=== TASK ===
Print out the entries, word for word.

*** TASK MATERIAL

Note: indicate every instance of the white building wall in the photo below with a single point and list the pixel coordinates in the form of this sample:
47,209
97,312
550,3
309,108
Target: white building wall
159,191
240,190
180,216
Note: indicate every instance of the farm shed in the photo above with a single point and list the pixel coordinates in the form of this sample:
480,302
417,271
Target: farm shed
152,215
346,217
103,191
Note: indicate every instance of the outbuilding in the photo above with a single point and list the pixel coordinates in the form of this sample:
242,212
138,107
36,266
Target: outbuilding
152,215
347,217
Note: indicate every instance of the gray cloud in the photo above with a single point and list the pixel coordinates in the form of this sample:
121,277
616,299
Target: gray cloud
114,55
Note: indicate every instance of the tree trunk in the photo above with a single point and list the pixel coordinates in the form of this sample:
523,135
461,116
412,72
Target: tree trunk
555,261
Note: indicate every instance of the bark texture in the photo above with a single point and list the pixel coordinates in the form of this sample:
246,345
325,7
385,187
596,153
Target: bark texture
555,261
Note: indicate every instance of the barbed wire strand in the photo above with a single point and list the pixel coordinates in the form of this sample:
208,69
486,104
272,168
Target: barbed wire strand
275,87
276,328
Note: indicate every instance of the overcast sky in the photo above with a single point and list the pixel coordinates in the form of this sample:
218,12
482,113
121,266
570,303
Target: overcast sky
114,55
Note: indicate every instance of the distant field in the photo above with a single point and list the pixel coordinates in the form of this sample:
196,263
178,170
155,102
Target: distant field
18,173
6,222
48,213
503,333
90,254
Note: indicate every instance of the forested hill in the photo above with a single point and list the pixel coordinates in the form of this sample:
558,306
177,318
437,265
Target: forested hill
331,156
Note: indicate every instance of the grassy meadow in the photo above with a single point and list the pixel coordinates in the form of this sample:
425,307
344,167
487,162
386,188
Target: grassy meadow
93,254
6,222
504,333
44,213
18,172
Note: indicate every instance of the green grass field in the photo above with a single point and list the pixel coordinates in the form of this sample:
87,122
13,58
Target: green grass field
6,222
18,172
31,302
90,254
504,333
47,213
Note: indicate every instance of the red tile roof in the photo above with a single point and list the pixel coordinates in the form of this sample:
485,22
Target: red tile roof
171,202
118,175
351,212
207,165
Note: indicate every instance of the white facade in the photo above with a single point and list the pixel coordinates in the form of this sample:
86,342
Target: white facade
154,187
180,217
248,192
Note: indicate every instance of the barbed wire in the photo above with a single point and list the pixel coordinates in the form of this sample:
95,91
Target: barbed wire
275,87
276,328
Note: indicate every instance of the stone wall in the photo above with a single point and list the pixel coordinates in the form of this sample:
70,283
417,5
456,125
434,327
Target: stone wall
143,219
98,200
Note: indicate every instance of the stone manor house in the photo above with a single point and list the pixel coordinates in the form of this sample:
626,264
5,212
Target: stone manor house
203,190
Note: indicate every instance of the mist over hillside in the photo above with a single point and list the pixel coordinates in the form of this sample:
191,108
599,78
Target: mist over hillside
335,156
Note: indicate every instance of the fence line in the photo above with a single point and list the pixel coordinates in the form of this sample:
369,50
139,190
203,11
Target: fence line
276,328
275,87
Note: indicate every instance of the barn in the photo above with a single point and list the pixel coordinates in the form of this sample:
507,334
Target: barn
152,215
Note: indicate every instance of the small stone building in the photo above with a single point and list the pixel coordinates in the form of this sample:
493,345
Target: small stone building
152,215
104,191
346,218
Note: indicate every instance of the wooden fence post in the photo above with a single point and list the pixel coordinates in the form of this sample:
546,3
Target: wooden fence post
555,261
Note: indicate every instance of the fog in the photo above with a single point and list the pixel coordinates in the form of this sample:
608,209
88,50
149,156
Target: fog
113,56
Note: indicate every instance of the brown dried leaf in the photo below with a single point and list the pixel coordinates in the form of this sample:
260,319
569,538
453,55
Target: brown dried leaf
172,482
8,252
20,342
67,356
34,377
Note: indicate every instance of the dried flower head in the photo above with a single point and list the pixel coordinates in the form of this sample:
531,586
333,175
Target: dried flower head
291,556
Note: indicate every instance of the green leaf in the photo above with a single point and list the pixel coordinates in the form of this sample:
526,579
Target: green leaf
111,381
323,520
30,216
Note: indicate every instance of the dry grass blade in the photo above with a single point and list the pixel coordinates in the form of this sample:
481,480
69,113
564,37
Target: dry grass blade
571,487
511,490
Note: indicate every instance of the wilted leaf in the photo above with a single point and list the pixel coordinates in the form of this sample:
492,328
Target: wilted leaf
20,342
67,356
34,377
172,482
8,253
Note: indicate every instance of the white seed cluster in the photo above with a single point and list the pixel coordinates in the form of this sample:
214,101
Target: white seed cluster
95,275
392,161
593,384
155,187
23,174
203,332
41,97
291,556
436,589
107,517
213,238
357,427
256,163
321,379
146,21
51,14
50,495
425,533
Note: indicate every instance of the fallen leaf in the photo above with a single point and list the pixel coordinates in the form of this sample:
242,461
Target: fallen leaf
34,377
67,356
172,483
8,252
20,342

******

=== TASK OUTPUT ===
Note: indicate every instance of the white building wall in the photo below with a single point and list the pixel coordinates in the form of this sample:
47,209
97,312
550,3
309,108
Target: white building wall
159,191
240,190
180,216
Note: indicate every instance of the farm shed in the photo above with a single point and list the pixel coordinates in the form of this sample:
480,302
417,271
Target: farm shed
152,215
346,217
103,191
Note: indicate every instance of the outbuilding in the photo above with a single point and list the pixel coordinates in the form of this sample:
242,212
138,107
36,266
Target: outbuilding
152,215
347,217
Note: indicate every instance of the gray cloud in the photo above with a single point and list the pixel coordinates in the form of this sample:
121,277
616,299
Target: gray cloud
114,55
Note: indicate every instance of the tree trunk in the photo above with a single point and list the pixel coordinates in the form of this sample:
523,135
461,116
412,72
Target: tree trunk
555,261
Note: indicate every instance of the bark texture in the photo above with a single point and list the pixel coordinates in the form of this sample:
246,345
325,7
385,187
596,153
Target: bark texture
555,261
Note: indicate every instance of the barbed wire strand in the photo above with a single point and list the pixel coordinates in the form of this sample:
208,69
486,104
272,168
Target: barbed wire strand
275,87
276,328
Note: indicate every instance of the overcast sky in the photo above with a single point and list the pixel coordinates in the form of this sample:
218,12
482,113
121,266
570,303
Target: overcast sky
114,55
Note: indicate every instance of the distant field in the photo above with a single point and list the pixel coordinates in the form of this sample:
196,263
178,170
155,102
Target: distant field
18,173
6,222
48,213
503,333
90,254
Note: indicate every instance of the forested hill in the photo above with a single point and list the pixel coordinates in the form of this sample:
558,306
177,318
437,265
Target: forested hill
331,156
Note: indicate every instance of the grassy meadow in the photo above with a single point and list the pixel coordinates in the form of this sample:
425,307
344,167
487,162
386,188
Target: grassy meadow
93,254
6,222
504,333
44,213
18,172
Note: indicate every instance of the green grass field in the photo above with a single point and list the pixel coordinates in the form of this sample:
87,122
13,58
Target: green grass field
6,222
18,172
31,302
90,254
504,333
47,213
Note: indicate every instance of the red tile roof in the photo above with a single point and list the pixel coordinates in the form of this sample:
485,22
Target: red tile roof
171,202
118,175
351,212
207,165
Note: indicate every instance of the white facade in the photo above with a single point and list the pixel coordinates in the form of this sample:
86,342
Target: white facade
154,187
180,217
248,192
Note: indicate every instance of the barbed wire in the photo above with a single point and list the pixel coordinates in the form of this sample:
95,91
Target: barbed wire
275,87
276,328
Note: indicate every instance of the stone wall in the photo above with a single point and list the pixel coordinates in the form of this sample:
70,283
417,5
456,125
434,327
Target: stone wall
143,219
98,200
Note: indicate every instance of the stone manor house in the photo above with a single point and list the pixel coordinates in the form of this sample:
626,264
5,212
Target: stone manor house
203,190
Note: indicate every instance of the mist over hillside in the photo above with a single point and list the pixel coordinates in the form of this sample:
191,108
599,78
Target: mist over hillside
335,156
Note: indicate every instance of the fence line in the photo above with a single point and list the pixel coordinates in the form of this sample:
369,50
139,190
203,11
Target: fence line
276,328
275,87
Note: indicate every instance of the barn in the photo above with a single point and list the pixel coordinates in the form of this sample:
507,334
Target: barn
152,215
Note: indicate every instance of the small stone building in the photo above with a single point and list the pixel coordinates in the form of this sample:
493,345
Target: small stone building
152,215
104,191
346,218
Note: indicate every instance of the wooden fence post in the photo above with a single point and list the pixel coordinates in the form of this sample:
546,3
Target: wooden fence post
555,261
Note: indicate every instance of the fog in the photo above with a single point and list the pixel coordinates in the form of this sample:
608,209
88,50
149,156
Target: fog
113,56
Note: indicate every instance of the brown dried leaf in the photo below with a single point and list the pixel coordinates in the form of this sample:
260,319
569,538
453,55
Target: brown dried leaf
172,482
8,252
20,342
67,356
34,377
Note: indicate every instance of the dried flower head in the photo above with a single point and list the pixel coordinates in the form of this sample:
531,586
333,175
Target: dried flower head
291,556
Note: indicate every instance of the green leaf in the photo above with a single point and list the pixel coordinates in the form of this sample:
526,579
Target: green leaf
111,381
323,520
30,216
Note: indicate every instance of the dry grass blade in the photo above with a single point and list the pixel coordinates in the form of this sample:
481,480
69,113
564,37
Target: dry grass blade
571,487
511,490
Note: indicate every instance of the wilted leaf in the photo above with a single point and list the pixel coordinates in the form of this sample:
492,328
Target: wilted leaf
20,342
67,356
34,377
172,482
8,253
Note: indicate every instance of the white seed cluster in the photo above with a single point and list the pixel coordinates in the form of this sample:
214,101
Target: white seed cluster
95,275
392,161
593,384
155,187
23,174
203,332
41,97
291,556
436,589
107,517
213,238
357,427
256,163
321,379
146,21
51,14
50,495
425,533
Note: indicate every instance of the fallen leaf in the photo above with a single point and list the pixel coordinates in the form of this sample:
242,461
Target: fallen leaf
34,377
67,356
172,483
8,252
20,342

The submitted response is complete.